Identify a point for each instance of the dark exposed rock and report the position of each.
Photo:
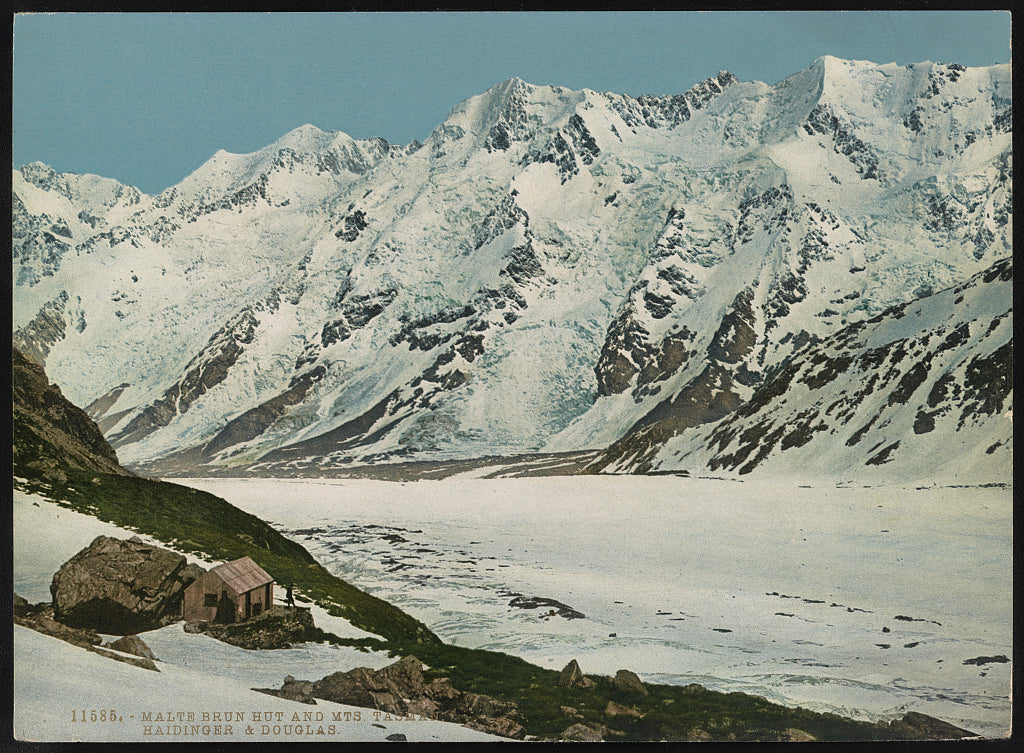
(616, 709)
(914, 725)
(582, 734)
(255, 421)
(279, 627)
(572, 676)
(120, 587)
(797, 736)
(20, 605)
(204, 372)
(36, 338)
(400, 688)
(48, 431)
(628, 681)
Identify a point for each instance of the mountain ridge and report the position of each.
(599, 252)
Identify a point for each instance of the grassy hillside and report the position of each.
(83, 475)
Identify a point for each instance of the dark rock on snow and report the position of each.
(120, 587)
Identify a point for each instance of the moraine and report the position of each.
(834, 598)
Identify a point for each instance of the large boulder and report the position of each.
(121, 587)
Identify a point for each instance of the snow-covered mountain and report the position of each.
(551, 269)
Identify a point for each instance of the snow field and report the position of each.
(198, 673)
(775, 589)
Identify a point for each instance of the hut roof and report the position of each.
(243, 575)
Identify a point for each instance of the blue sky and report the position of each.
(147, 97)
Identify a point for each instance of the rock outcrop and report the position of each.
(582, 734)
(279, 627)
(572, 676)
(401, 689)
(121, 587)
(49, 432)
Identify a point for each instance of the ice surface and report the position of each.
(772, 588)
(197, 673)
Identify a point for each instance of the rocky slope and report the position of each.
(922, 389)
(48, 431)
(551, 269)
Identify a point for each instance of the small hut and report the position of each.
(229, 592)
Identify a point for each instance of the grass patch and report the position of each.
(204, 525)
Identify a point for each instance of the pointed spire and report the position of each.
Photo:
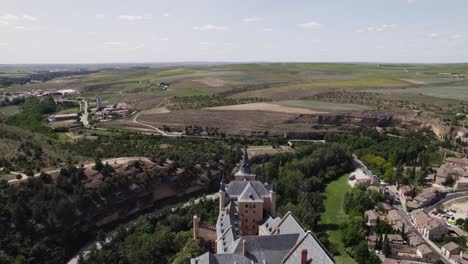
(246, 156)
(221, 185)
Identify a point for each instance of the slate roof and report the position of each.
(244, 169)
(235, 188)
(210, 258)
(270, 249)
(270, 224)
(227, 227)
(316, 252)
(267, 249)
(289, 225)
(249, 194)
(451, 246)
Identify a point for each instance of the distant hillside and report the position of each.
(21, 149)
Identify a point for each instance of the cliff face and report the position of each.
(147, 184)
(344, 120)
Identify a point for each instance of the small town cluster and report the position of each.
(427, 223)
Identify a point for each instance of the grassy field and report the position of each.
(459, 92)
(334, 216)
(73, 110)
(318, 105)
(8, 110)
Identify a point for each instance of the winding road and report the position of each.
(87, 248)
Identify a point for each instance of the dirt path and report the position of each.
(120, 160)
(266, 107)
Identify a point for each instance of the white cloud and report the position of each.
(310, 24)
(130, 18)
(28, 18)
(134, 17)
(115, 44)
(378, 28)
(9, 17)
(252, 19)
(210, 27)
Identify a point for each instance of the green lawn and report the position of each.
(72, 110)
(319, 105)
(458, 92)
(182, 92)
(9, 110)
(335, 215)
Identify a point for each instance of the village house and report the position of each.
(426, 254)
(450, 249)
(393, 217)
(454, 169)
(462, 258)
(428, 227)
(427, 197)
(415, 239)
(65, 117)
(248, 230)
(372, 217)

→ **Aim**:
Write out the listing word for word, omitting the pictures it holds.

→ **Output**:
Identify a point for each instance of the dark exposed rock and report the position of each.
Photo:
(616, 709)
(914, 725)
(582, 734)
(255, 421)
(279, 627)
(572, 676)
(120, 587)
(797, 736)
(20, 605)
(204, 372)
(36, 338)
(400, 688)
(48, 431)
(628, 681)
Identify a point for each instance of the mountain ridge and report the position of each.
(599, 252)
Identify a point for each instance of the grassy hillside and report the position of each.
(83, 475)
Identify a point for each instance of the dark rock on snow and report the position of each.
(120, 587)
Identify a point for each instance of the moraine and report the position of each.
(834, 598)
Identify a point for each instance of the large boulder and report the position of each.
(121, 587)
Identify a point for each instance of the snow-covered mountain and report the position of each.
(551, 269)
Identify a point for each instance of the snow field and report the position of each.
(198, 673)
(775, 589)
Identify a point for each instance of the hut roof and report the position of each.
(243, 575)
Identify a point for each instance of the blue sky and report the position of each.
(147, 97)
Identify a point for each instance of the rock outcrop and report the position of each.
(582, 734)
(279, 627)
(572, 676)
(401, 689)
(121, 587)
(49, 432)
Identify a point for each instance of the ice surface and report the position of each.
(772, 588)
(197, 673)
Identify a point for each instance of the rocky slope and report the position of each.
(922, 389)
(48, 431)
(551, 269)
Identify a point for each instance of the small hut and report the position of each.
(229, 592)
Identify a point for each instance of the grass patch and report the position of each.
(204, 525)
Identify a point for each instance of the pointed spire and report the position of each.
Photo:
(246, 156)
(221, 185)
Identify a point for each instance of the slate roof and report the position of each.
(244, 169)
(235, 188)
(210, 258)
(270, 249)
(270, 224)
(227, 227)
(316, 252)
(267, 249)
(289, 225)
(249, 194)
(451, 246)
Identify a point for each instance of the distant hillside and report the position of each.
(21, 149)
Identify a point for each instance of the cliff face and report the position of each.
(147, 184)
(344, 120)
Identify a point for each instance of the small town cluster and report the position of each.
(427, 223)
Identify a point for each instance of the grassy field and report the position of each.
(459, 92)
(334, 216)
(73, 110)
(318, 105)
(8, 110)
Identify a point for each instance of the winding road and report the position of each.
(87, 248)
Identify a point for each instance of the dirt path and report the position of each.
(120, 160)
(266, 107)
Identify a point for each instance of the white cloud and report the position of each.
(310, 24)
(130, 18)
(28, 18)
(134, 17)
(115, 44)
(378, 28)
(9, 17)
(252, 19)
(210, 27)
Identify a point for each instance of the green lawn and report the position of each.
(72, 110)
(319, 105)
(458, 92)
(182, 92)
(9, 110)
(335, 215)
Identify a point for each instance of the village house and report the position of each.
(426, 254)
(450, 249)
(393, 217)
(454, 169)
(462, 258)
(428, 227)
(427, 197)
(415, 239)
(65, 117)
(248, 230)
(372, 217)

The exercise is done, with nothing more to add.